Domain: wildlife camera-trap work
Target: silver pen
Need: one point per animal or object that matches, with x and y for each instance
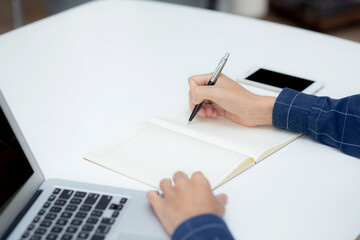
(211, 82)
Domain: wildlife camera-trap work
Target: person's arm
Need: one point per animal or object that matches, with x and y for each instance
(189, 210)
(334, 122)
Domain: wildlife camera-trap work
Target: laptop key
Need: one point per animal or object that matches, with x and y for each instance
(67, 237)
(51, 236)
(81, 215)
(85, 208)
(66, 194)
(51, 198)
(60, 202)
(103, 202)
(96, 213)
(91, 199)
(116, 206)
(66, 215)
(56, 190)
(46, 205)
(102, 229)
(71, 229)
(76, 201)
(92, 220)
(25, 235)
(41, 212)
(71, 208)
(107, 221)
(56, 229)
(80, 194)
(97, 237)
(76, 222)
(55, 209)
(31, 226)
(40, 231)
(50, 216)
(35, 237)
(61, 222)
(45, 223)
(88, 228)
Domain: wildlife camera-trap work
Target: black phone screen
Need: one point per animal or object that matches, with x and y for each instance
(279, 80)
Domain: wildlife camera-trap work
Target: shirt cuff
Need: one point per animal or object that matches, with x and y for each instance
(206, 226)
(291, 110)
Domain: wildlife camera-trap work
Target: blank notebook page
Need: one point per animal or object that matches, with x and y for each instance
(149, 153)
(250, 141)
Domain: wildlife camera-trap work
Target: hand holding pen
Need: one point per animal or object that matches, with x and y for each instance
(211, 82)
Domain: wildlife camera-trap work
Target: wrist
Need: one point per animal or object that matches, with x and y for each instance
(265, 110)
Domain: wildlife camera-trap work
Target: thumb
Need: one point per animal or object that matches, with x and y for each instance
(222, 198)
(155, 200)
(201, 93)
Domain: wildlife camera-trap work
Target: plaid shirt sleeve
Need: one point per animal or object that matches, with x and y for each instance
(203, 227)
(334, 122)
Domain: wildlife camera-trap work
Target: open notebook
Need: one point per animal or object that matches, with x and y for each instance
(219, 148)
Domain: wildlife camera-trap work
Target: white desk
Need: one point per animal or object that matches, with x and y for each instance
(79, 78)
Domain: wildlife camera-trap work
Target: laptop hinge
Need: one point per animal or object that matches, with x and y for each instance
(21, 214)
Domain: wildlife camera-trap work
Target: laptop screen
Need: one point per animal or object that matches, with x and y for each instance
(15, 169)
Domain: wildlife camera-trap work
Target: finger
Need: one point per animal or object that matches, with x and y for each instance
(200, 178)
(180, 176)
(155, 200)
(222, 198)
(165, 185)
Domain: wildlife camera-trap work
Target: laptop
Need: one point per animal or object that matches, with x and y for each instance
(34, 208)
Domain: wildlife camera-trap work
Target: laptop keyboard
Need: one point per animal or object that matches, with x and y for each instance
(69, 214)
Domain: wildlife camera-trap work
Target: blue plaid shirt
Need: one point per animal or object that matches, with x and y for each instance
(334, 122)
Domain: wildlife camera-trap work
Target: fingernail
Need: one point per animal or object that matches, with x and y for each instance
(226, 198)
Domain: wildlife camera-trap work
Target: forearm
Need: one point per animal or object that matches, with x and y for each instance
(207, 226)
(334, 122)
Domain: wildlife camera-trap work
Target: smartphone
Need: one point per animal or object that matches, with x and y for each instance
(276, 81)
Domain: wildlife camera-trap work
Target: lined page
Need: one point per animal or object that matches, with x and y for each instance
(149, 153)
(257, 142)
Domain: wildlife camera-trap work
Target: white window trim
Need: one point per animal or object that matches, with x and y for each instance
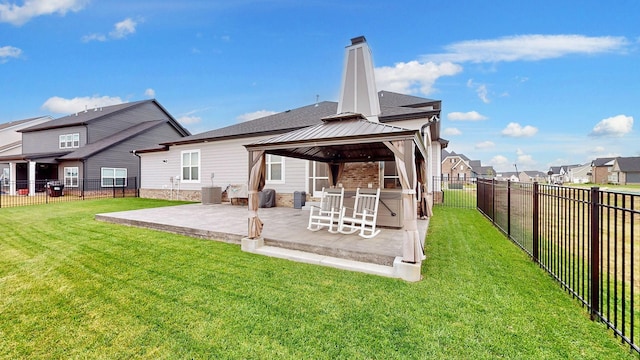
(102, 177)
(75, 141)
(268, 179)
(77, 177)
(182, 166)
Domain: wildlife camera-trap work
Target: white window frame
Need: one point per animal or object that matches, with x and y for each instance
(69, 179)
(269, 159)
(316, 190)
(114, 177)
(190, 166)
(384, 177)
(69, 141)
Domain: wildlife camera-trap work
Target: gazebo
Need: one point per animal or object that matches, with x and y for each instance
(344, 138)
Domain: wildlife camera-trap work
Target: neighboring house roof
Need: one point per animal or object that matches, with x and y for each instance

****************************************

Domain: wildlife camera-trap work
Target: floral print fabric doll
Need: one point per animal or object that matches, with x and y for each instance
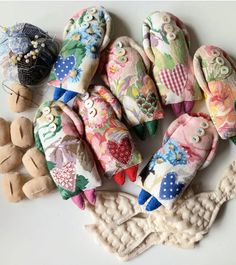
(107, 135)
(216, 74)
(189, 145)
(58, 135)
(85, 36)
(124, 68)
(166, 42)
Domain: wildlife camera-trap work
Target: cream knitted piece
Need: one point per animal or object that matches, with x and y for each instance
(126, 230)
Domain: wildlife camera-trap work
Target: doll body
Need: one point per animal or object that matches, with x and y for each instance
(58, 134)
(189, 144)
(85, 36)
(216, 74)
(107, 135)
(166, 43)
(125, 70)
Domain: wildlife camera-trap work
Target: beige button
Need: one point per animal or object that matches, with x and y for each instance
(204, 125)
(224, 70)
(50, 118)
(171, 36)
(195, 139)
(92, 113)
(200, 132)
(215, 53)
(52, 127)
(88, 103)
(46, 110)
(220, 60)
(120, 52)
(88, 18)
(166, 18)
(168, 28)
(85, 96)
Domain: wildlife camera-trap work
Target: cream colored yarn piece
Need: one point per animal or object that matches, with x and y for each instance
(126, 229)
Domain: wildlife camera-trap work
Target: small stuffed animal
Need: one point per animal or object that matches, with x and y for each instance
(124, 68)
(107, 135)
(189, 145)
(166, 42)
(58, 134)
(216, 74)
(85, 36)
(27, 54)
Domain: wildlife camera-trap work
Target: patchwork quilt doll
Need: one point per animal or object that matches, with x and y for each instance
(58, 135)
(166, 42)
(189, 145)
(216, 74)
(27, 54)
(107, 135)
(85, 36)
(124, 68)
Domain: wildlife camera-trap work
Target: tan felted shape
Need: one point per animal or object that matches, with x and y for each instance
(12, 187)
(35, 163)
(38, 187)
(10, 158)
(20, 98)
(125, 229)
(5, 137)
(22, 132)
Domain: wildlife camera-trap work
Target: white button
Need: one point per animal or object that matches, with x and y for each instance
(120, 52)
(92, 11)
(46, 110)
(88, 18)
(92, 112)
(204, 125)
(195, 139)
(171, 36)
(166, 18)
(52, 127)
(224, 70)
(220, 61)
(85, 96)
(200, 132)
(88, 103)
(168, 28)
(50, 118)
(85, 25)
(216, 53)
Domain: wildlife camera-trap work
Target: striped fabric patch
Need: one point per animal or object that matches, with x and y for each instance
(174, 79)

****************************************

-- WORK TO DO --
Which lines of the records above contain the word "doll"? Report each of them in full.

-- RESULT BELOW --
Target: floral print fabric doll
Target: doll body
Target: patchwork quilt doll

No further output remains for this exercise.